* Exercise instructions:
Transcribe all the lines below exactly. Omit the pictures.

* Records shown:
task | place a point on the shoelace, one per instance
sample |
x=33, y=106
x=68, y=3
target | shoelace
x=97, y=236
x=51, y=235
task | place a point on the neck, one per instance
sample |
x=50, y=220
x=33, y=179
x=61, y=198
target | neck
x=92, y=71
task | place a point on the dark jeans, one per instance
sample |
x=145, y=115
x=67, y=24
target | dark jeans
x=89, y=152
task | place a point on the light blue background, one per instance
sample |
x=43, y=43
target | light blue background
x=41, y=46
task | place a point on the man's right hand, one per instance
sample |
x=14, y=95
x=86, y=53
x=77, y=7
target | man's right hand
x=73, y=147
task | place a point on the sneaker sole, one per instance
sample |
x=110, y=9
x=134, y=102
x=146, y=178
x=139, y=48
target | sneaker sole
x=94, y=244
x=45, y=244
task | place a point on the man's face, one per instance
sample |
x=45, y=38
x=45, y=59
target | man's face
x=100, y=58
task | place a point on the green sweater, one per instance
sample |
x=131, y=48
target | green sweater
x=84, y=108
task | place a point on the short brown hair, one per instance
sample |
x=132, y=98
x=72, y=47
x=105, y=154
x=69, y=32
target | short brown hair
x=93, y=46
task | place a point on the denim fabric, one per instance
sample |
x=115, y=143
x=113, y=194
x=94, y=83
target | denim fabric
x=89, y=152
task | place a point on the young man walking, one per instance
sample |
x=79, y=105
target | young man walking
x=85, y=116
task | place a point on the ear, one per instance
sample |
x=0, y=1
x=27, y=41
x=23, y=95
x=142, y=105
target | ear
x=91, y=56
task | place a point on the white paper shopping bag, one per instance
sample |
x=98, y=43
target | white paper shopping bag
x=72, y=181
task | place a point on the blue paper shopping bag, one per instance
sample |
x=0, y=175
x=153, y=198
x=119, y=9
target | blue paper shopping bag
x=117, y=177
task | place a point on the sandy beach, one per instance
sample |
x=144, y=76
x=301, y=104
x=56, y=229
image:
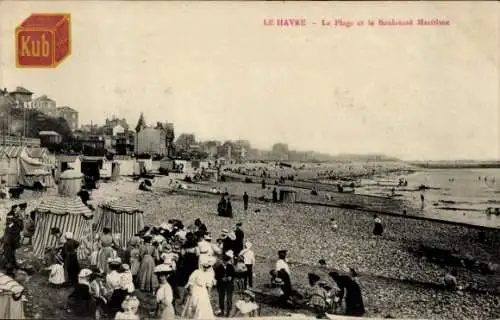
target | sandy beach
x=393, y=280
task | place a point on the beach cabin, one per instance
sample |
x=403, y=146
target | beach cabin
x=289, y=196
x=91, y=166
x=43, y=155
x=66, y=212
x=143, y=164
x=122, y=166
x=11, y=302
x=64, y=162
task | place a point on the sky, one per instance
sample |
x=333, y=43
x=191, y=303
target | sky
x=215, y=70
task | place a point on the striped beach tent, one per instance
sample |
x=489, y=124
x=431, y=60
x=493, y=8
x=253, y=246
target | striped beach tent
x=65, y=213
x=11, y=303
x=122, y=217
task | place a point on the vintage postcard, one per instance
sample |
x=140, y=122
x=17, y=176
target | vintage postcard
x=205, y=160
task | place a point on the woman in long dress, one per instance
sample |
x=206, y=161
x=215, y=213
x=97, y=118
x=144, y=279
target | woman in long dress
x=165, y=294
x=80, y=302
x=106, y=252
x=146, y=279
x=135, y=260
x=114, y=282
x=200, y=282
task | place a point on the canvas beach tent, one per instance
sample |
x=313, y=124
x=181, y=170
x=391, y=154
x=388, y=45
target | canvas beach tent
x=11, y=302
x=17, y=167
x=122, y=217
x=66, y=212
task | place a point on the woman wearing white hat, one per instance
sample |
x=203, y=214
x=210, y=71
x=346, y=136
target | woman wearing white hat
x=200, y=283
x=165, y=294
x=115, y=283
x=80, y=301
x=70, y=257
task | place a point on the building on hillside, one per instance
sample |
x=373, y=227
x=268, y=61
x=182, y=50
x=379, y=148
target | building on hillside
x=49, y=138
x=113, y=130
x=46, y=105
x=125, y=143
x=71, y=116
x=22, y=96
x=92, y=141
x=151, y=141
x=13, y=141
x=115, y=122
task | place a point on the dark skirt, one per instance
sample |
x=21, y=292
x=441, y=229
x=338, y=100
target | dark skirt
x=378, y=229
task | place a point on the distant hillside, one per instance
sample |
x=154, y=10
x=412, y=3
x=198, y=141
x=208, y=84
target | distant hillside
x=364, y=158
x=312, y=156
x=456, y=164
x=29, y=122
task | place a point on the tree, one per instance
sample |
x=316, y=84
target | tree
x=141, y=123
x=185, y=140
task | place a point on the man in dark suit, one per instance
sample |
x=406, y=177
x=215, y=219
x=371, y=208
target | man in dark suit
x=224, y=275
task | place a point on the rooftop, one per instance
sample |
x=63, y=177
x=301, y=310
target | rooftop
x=66, y=108
x=44, y=98
x=48, y=133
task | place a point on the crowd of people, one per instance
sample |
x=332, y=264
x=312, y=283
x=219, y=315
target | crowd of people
x=179, y=265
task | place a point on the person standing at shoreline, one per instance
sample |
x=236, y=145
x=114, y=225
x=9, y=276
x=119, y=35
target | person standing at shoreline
x=245, y=201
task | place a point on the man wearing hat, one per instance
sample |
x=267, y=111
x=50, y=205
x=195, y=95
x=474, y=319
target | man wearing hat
x=281, y=263
x=71, y=264
x=240, y=237
x=224, y=276
x=227, y=242
x=12, y=239
x=205, y=248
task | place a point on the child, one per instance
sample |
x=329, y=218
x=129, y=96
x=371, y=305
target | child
x=29, y=226
x=249, y=260
x=127, y=281
x=240, y=270
x=246, y=307
x=95, y=251
x=56, y=276
x=130, y=306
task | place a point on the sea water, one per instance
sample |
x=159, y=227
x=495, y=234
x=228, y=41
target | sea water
x=461, y=195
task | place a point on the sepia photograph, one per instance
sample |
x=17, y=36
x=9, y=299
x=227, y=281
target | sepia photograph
x=249, y=159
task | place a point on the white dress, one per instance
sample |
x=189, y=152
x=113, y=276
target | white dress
x=198, y=304
x=165, y=297
x=126, y=316
x=246, y=307
x=56, y=274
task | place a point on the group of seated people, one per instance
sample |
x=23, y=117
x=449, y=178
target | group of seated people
x=322, y=297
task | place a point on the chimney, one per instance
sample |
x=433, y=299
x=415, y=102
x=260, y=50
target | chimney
x=70, y=183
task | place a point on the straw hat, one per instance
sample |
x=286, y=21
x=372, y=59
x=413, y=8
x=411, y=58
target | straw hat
x=206, y=261
x=114, y=260
x=163, y=268
x=135, y=241
x=230, y=253
x=164, y=226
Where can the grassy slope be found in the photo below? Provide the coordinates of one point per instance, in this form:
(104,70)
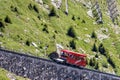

* Answer for the task:
task | place a point on the shoelace, one per instance
sample |
x=33, y=106
x=68, y=3
target | shoelace
x=97, y=236
x=51, y=235
task | place a point on the neck, one per instance
sample |
x=50, y=220
x=33, y=179
x=61, y=198
target | neck
x=92, y=71
task | place a point on the dark jeans, one per instance
sample |
x=145, y=115
x=67, y=24
target | dark jeans
x=89, y=152
task | place a point on the light blue background, one per instance
sample |
x=43, y=43
target | light blue background
x=41, y=46
task | place a point on the man's right hand, one per instance
sample |
x=14, y=95
x=86, y=53
x=77, y=7
target | man's right hand
x=73, y=147
task | place a point on the sneaker sole, one per instance
sample |
x=110, y=9
x=134, y=102
x=146, y=178
x=139, y=48
target | sneaker sole
x=94, y=244
x=45, y=244
task | place a point on the man's face, one per instance
sample |
x=45, y=38
x=45, y=59
target | man's face
x=100, y=58
task | place a point on the green sweater, one per instance
sample |
x=131, y=48
target | green sweater
x=84, y=108
task | place a point on the short brown hair, one per instance
sample |
x=132, y=98
x=72, y=47
x=105, y=154
x=69, y=32
target | short brown hair
x=93, y=46
task | place a point on the denim fabric, one per instance
sample |
x=115, y=143
x=113, y=194
x=94, y=83
target | denim fabric
x=89, y=152
task | place a point on the young man walking, one per instance
sample |
x=79, y=105
target | young man walking
x=85, y=116
task | place a point on the ear, one per instance
sample |
x=0, y=1
x=27, y=41
x=23, y=95
x=142, y=105
target | ear
x=91, y=56
task | place a point on the white paper shopping bag, one per instance
sample |
x=98, y=43
target | white paper shopping bag
x=72, y=181
task | place a point on the blue paper shopping bag, one per instance
sample |
x=0, y=175
x=153, y=198
x=119, y=9
target | blue paper shopping bag
x=117, y=177
task | place a point on the sandy beach, one per instance
sample |
x=144, y=76
x=301, y=104
x=56, y=229
image:
target | sandy beach
x=393, y=280
task | place a point on the beach cabin, one per instance
sample |
x=403, y=146
target | beach cabin
x=289, y=196
x=91, y=166
x=43, y=155
x=66, y=212
x=143, y=164
x=122, y=166
x=11, y=302
x=64, y=162
task | place a point on the sky, one per instance
sample |
x=333, y=43
x=191, y=303
target | sky
x=215, y=70
task | place a point on the striped beach tent, one per instance
sample |
x=489, y=124
x=431, y=60
x=493, y=8
x=253, y=246
target | striped beach tent
x=65, y=213
x=11, y=303
x=122, y=217
task | place a point on the vintage postcard, one per instance
sample |
x=140, y=122
x=17, y=176
target | vintage postcard
x=205, y=160
task | place a point on the woman in long dress, one per instance
sample |
x=206, y=161
x=215, y=213
x=97, y=118
x=144, y=279
target | woman in long dress
x=165, y=294
x=80, y=302
x=106, y=252
x=146, y=279
x=135, y=260
x=114, y=282
x=200, y=282
task | place a point on the canvas beach tent, one per instance
sample |
x=313, y=124
x=181, y=170
x=391, y=154
x=388, y=45
target | canvas beach tent
x=11, y=302
x=17, y=167
x=122, y=217
x=66, y=212
task | place a point on the woman wearing white hat, one per instance
sample |
x=203, y=214
x=210, y=71
x=346, y=136
target | woman wearing white hat
x=200, y=283
x=165, y=294
x=115, y=283
x=80, y=301
x=70, y=257
task | place a point on the building on hillside, one per instance
sample |
x=373, y=227
x=268, y=61
x=182, y=50
x=379, y=148
target | building on hillside
x=49, y=138
x=113, y=130
x=46, y=105
x=125, y=143
x=71, y=116
x=22, y=96
x=92, y=141
x=151, y=141
x=13, y=141
x=115, y=122
task | place a point on the dark skirt, one per instance
sample |
x=21, y=292
x=441, y=229
x=338, y=100
target | dark skirt
x=378, y=229
task | place a point on the distant hillside, one per instance
sample |
x=154, y=10
x=412, y=3
x=198, y=141
x=208, y=84
target | distant hillside
x=364, y=158
x=312, y=156
x=456, y=164
x=29, y=122
task | place a point on the tree, one per instance
sample |
x=316, y=84
target | tree
x=141, y=123
x=185, y=140
task | place a point on the man in dark suit, one per instance
sample |
x=406, y=177
x=215, y=219
x=371, y=208
target | man in dark suit
x=224, y=275
task | place a point on the rooftop, one per instance
sample |
x=63, y=177
x=301, y=310
target | rooftop
x=66, y=108
x=44, y=98
x=48, y=133
task | place a point on the crowd of people, one per instance
sample |
x=332, y=264
x=312, y=283
x=219, y=315
target | crowd of people
x=179, y=265
task | place a point on the person standing at shoreline, one per instance
sample |
x=236, y=145
x=114, y=225
x=9, y=276
x=119, y=35
target | person standing at shoreline
x=245, y=201
task | place a point on the man wearing hat, one per instance
sample |
x=267, y=111
x=50, y=205
x=195, y=95
x=474, y=319
target | man wearing hat
x=281, y=263
x=71, y=264
x=240, y=237
x=224, y=276
x=227, y=242
x=12, y=239
x=205, y=248
task | place a point on the child, one per instance
sample |
x=329, y=218
x=129, y=96
x=371, y=305
target | child
x=29, y=226
x=249, y=260
x=127, y=281
x=240, y=270
x=246, y=307
x=95, y=251
x=56, y=276
x=130, y=306
task | place a point on the sea water, one per instance
sample |
x=159, y=227
x=495, y=234
x=228, y=41
target | sea water
x=461, y=195
task | place a point on the sepia photograph, one per instance
sample |
x=17, y=36
x=9, y=299
x=227, y=281
target | sepia photograph
x=249, y=159
task | place a point on the white dress, one per instance
sample |
x=189, y=152
x=113, y=276
target | white dress
x=198, y=304
x=165, y=297
x=126, y=316
x=246, y=307
x=56, y=274
task | place a point on the group of seated people, one per instance
sample |
x=23, y=117
x=449, y=178
target | group of seated people
x=322, y=297
task | place a point on the chimney, one per instance
sample |
x=433, y=299
x=415, y=102
x=260, y=50
target | chimney
x=70, y=183
task | place a point on the straw hat, one per instance
sample |
x=286, y=21
x=372, y=59
x=413, y=8
x=411, y=58
target | straw hat
x=206, y=261
x=114, y=260
x=163, y=268
x=135, y=241
x=230, y=253
x=164, y=226
Where can the grassy slope be found in the photo below? Provide the coordinates of one point per instance, in this form:
(104,70)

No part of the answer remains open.